(Stored entries)

begin

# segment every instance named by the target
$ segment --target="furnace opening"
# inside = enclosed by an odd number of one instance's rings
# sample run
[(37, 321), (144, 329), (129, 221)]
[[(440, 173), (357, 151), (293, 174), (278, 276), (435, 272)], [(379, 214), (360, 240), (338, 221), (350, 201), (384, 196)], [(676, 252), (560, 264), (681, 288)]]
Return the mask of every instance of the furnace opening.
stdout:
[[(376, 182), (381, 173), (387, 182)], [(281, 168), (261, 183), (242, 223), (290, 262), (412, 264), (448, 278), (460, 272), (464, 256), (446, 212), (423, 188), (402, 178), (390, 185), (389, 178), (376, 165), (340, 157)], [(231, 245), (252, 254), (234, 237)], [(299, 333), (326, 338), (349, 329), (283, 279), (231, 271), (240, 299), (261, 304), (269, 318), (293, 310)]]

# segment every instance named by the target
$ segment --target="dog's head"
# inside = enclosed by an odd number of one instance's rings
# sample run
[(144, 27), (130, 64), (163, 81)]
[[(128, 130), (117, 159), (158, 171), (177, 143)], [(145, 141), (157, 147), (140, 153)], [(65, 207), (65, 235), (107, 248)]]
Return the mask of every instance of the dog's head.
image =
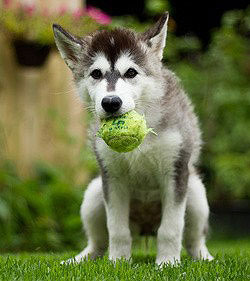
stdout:
[(115, 29), (82, 38), (53, 25), (56, 45), (79, 95), (94, 105), (98, 117), (124, 114), (159, 98), (167, 21), (166, 12), (141, 34)]

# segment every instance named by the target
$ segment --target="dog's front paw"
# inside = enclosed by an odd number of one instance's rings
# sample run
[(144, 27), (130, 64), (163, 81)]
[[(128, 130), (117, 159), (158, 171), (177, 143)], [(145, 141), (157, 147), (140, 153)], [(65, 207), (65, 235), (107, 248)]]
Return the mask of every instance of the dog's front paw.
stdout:
[(165, 265), (178, 266), (180, 262), (180, 257), (157, 257), (156, 259), (156, 264), (161, 268)]

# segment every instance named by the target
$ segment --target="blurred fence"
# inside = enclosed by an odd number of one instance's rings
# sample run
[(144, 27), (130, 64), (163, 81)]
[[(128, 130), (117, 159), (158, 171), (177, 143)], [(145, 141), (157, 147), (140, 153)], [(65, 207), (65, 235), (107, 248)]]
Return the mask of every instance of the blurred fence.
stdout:
[(65, 63), (52, 50), (44, 66), (22, 67), (4, 36), (0, 45), (0, 157), (25, 176), (40, 160), (78, 166), (84, 110)]

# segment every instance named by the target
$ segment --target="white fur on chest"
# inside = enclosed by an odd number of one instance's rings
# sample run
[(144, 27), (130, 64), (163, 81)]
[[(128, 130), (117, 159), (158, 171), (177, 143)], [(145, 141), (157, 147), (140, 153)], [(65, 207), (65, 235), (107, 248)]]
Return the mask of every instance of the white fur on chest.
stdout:
[(148, 135), (132, 152), (114, 152), (103, 140), (98, 140), (97, 149), (109, 180), (128, 188), (132, 198), (149, 201), (159, 197), (160, 188), (172, 172), (181, 143), (180, 133), (169, 129), (158, 136)]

end

= Short exercise =
Leave out the pictures and transcribe the entries above exactly.

= Expected output =
# segment every instance named by the target
$ segment --target="furnace opening"
# inside = enclosed by an odd number of one instance's rings
# sample run
[(37, 321), (144, 329), (129, 221)]
[[(440, 173), (357, 151), (293, 174), (278, 276), (435, 272)], [(379, 214), (360, 240), (338, 221), (350, 201), (384, 196)], [(676, 252), (560, 264), (681, 288)]]
Return the mask of every instance of the furnace opening.
stdout:
[[(376, 182), (381, 173), (387, 182)], [(281, 168), (261, 183), (242, 223), (290, 262), (412, 264), (448, 278), (460, 272), (464, 256), (446, 212), (423, 188), (402, 178), (390, 185), (389, 178), (376, 165), (340, 157)], [(231, 245), (252, 254), (234, 237)], [(299, 333), (326, 338), (349, 329), (283, 279), (231, 271), (240, 299), (261, 304), (269, 318), (293, 310)]]

# segment every instance named by the target
$ segment --target="dog's head"
# inside = enclosed by an odd number of one instance's rings
# sample run
[(144, 27), (130, 64), (163, 81)]
[[(128, 130), (117, 159), (158, 171), (177, 143)], [(145, 141), (157, 147), (140, 153)], [(65, 207), (65, 235), (107, 248)]]
Return the mask of every instance of the dog's head.
image =
stdout:
[(115, 29), (82, 38), (53, 25), (56, 45), (79, 95), (94, 105), (98, 117), (124, 114), (159, 98), (167, 21), (166, 12), (141, 34)]

# segment every instance named by the target
$ segment --target="dog's front paw"
# inside = enclosed by an odd number of one instance's rings
# sample run
[(144, 27), (130, 64), (163, 81)]
[[(128, 130), (117, 159), (158, 171), (177, 143)], [(145, 141), (157, 147), (140, 153)], [(65, 207), (65, 235), (107, 248)]]
Return the mask of every instance of the dog's front paw.
stdout:
[(165, 265), (178, 266), (180, 262), (180, 257), (157, 257), (156, 259), (156, 264), (161, 268)]

# segment every instance named by the target
$ segment --target="blurred fence"
# inside = enclosed by an odd number of one instance's rings
# sample run
[(144, 27), (130, 64), (163, 81)]
[[(128, 130), (117, 159), (158, 171), (177, 143)], [(145, 141), (157, 147), (140, 153)], [(65, 207), (65, 235), (107, 248)]]
Return the mask of every instance of the blurred fence.
stdout:
[(65, 63), (52, 50), (44, 66), (22, 67), (4, 36), (0, 45), (0, 157), (25, 176), (40, 160), (78, 166), (84, 110)]

# segment every instance named by the target
$ segment --target="white fur on chest"
# inside = enclosed by an odd number of one instance's rings
# sample run
[(144, 27), (130, 64), (163, 81)]
[[(128, 130), (117, 159), (158, 171), (177, 143)], [(145, 141), (157, 147), (140, 153)], [(65, 207), (65, 235), (107, 248)]]
Return the mask of every instance of the white fur on chest.
stdout:
[(148, 135), (132, 152), (114, 152), (103, 140), (98, 140), (97, 149), (109, 180), (128, 188), (132, 198), (149, 201), (159, 197), (160, 188), (172, 172), (181, 143), (180, 133), (169, 129), (158, 136)]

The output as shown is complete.